■ **Source material**
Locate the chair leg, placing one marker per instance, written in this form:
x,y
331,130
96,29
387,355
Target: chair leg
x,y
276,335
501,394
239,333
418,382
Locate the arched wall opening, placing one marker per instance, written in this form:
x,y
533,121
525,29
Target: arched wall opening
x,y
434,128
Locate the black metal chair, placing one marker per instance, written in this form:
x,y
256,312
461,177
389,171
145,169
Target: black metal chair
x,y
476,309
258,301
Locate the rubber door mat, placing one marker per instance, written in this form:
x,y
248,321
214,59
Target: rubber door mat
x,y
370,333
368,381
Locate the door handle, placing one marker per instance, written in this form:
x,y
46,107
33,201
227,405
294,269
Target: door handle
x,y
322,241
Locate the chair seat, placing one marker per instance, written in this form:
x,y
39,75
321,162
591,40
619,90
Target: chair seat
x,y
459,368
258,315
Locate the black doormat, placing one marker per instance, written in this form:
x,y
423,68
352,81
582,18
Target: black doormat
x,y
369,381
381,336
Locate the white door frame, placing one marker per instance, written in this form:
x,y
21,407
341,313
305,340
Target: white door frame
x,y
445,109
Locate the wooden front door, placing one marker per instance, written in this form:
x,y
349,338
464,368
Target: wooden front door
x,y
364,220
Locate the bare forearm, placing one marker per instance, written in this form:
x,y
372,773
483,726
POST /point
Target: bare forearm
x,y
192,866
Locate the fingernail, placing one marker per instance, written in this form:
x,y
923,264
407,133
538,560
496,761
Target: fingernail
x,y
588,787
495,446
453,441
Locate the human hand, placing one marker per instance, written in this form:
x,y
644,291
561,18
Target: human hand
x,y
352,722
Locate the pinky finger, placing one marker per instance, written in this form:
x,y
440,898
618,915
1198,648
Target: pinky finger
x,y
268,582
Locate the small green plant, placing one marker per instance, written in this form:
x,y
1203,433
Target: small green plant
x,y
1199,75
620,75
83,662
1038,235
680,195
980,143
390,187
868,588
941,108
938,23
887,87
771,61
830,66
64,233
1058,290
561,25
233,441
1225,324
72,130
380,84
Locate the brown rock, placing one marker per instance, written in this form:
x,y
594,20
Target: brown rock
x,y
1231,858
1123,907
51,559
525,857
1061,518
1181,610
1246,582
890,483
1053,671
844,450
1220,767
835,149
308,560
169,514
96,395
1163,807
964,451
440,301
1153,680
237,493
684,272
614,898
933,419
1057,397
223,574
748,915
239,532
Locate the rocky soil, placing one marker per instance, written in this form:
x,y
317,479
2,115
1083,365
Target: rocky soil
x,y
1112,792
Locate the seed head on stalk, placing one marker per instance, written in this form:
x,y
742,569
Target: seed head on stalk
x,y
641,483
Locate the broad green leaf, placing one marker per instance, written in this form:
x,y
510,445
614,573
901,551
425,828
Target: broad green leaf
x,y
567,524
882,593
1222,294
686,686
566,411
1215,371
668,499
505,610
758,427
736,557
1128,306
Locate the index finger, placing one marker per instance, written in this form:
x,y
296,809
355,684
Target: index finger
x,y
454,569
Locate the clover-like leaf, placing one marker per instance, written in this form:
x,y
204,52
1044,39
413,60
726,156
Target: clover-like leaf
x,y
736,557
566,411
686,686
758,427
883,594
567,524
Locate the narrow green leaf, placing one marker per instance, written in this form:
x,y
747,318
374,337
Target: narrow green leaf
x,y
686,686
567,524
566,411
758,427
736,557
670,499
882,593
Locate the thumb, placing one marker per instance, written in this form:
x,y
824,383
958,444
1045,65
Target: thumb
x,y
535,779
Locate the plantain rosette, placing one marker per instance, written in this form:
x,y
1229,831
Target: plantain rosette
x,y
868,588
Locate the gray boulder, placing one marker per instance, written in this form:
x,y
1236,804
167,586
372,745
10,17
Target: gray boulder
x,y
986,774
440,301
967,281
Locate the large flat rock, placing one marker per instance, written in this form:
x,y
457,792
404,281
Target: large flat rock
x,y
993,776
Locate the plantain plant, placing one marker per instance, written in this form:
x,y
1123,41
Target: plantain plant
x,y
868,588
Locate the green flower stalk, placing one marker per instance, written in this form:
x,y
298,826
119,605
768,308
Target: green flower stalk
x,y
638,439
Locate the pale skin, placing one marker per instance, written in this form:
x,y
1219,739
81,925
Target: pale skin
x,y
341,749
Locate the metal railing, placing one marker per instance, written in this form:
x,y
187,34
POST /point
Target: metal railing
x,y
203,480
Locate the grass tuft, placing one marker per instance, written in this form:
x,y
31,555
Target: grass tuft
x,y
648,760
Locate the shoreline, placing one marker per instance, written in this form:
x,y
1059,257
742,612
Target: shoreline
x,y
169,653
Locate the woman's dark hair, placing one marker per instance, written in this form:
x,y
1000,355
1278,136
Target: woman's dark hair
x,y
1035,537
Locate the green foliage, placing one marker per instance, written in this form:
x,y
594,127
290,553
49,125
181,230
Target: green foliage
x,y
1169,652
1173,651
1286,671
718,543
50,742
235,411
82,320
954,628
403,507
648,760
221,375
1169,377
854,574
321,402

■ **What is expected**
Word for word, restate the lines above.

■ **The answer**
Locate the chair leg, placing one marker per instance, written in this form:
x,y
331,130
96,29
387,355
Target: chair leg
x,y
276,335
501,394
239,333
418,382
Locate the arched wall opening, placing one marker per instance, written in this form:
x,y
533,121
525,29
Target: arched wall opening
x,y
434,128
Locate the black metal chair, placing one marker per instance, written in this form:
x,y
256,312
461,177
389,171
145,169
Target: black metal chair
x,y
476,309
258,301
Locate the rubber door mat, placing one marker per instance, written in this form:
x,y
248,321
214,59
Target: rubber door mat
x,y
370,333
368,381
Locate the door handle, placing one marker per instance, written in this form:
x,y
46,107
33,201
227,405
294,269
Target: door handle
x,y
322,241
Locate the chair seat, placing one marker per instance, written in this form:
x,y
39,75
321,162
591,40
619,90
Target: chair seat
x,y
459,368
258,315
Locate the black doormat, placing one marker per instance, written in this form:
x,y
423,68
352,81
582,18
Target: black doormat
x,y
369,381
381,336
Locate the white door frame, placing one marker per instance, written in this form:
x,y
21,407
341,313
305,340
Target: white door frame
x,y
445,109
Locate the wooden front door, placing one marker per instance, written in this form:
x,y
349,338
464,368
Target: wooden front door
x,y
364,220
Locate the bare forearm, placing one marker per instance, written in this form:
x,y
372,773
483,726
POST /point
Target: bare forearm
x,y
192,866
Locate the fingernail, placing one marker per instance, written in this form:
x,y
923,264
407,133
538,560
496,761
Target: fingernail
x,y
588,787
495,446
453,441
Locate the human hand, placing one marker per instance, written in this form:
x,y
644,291
561,18
Target: human hand
x,y
352,722
Locate the pinky finger, placing one marker per instance, written in this form:
x,y
440,898
618,915
1198,648
Target: pinky finger
x,y
268,582
Locate the small green plant, placing one marker per instance, written in this form:
x,y
1203,433
Target: small green plant
x,y
1199,75
620,75
83,662
1038,235
680,195
980,143
390,187
868,588
941,108
938,23
887,87
771,61
830,66
64,233
1058,290
561,25
233,441
1225,324
72,130
380,84
Locate the brown rock, placing one marker per instance, written in this form:
x,y
594,20
Target: brown rock
x,y
1231,858
1123,907
51,559
525,857
1061,518
1181,610
1246,582
890,483
1053,671
844,450
1220,767
835,149
308,560
169,514
96,395
1163,807
964,451
440,301
1153,680
237,493
684,272
614,898
933,419
1057,397
223,574
748,915
239,532
Locate the rocky soil, placing one marker per instance, written in this form:
x,y
317,479
2,115
1083,365
Target: rocky soil
x,y
1112,792
Locate the seed head on stalk, placing one marker per instance, written in this form:
x,y
742,569
Target: seed head on stalk
x,y
641,483
Locate the broad green leaf, placing one marker per instance, written in this form:
x,y
510,445
614,573
901,551
425,828
Target: broad green leaf
x,y
567,524
882,593
1222,294
686,686
566,411
1215,371
668,499
505,610
758,427
736,557
1128,306
Locate the index finger, placing one marker per instance, written in this form:
x,y
296,809
355,684
Target: index finger
x,y
454,569
Locate the clover-like leaf, placing one marker per instance, written in this form:
x,y
204,52
1044,39
413,60
726,156
Target: clover-like leaf
x,y
736,557
566,411
686,686
758,427
883,594
567,524
Locate the narrow green leaf, placing one marker per instance, written in this form:
x,y
747,318
374,337
Target: narrow green leaf
x,y
686,686
567,524
566,411
758,427
736,557
670,499
882,593
Locate the thumb, placing one marker per instance, written in this form:
x,y
824,383
958,444
1045,65
Target: thumb
x,y
535,779
Locate the plantain rosette, placing one marker per instance, written in this form:
x,y
1229,831
Target: plantain rosette
x,y
868,588
Locate the gray boulder, placing one marker per instance, written in this form:
x,y
1236,804
167,586
372,745
10,17
Target: gray boulder
x,y
986,774
440,301
967,281
Locate the large flat rock, placing one marker per instance, written in this form:
x,y
457,792
404,281
Target: large flat rock
x,y
993,776
Locate the plantain plant, placing one marker per instance, written in this form:
x,y
1123,41
Target: plantain plant
x,y
868,588
Locate the green flower stalk, placing one marker per instance, written in this form:
x,y
298,826
119,605
768,308
Target: green flower stalk
x,y
638,439
Locate the pale skin, placing one marker per instance, written in this form:
x,y
1219,739
81,925
Target: pale skin
x,y
341,749
Locate the metal railing, placing one marker per instance, written in this form:
x,y
187,34
POST /point
Target: metal railing
x,y
203,480
Locate the grass tuft, placing one marker per instance, written in this form:
x,y
31,555
Target: grass tuft
x,y
648,760
Locate the shoreline, placing one marker per instance, written in this form:
x,y
1059,257
742,612
Target: shoreline
x,y
169,653
Locate the woman's dark hair, placing one marker per instance, written in this form:
x,y
1000,355
1278,136
Target: woman's dark hair
x,y
1035,537
Locate the green foliage, placing one marker per instance, written in this form:
x,y
594,127
290,553
49,125
181,230
Target: green foliage
x,y
1169,652
1173,651
1286,671
718,543
50,742
235,411
82,320
954,628
403,507
648,760
221,375
1169,377
854,574
321,402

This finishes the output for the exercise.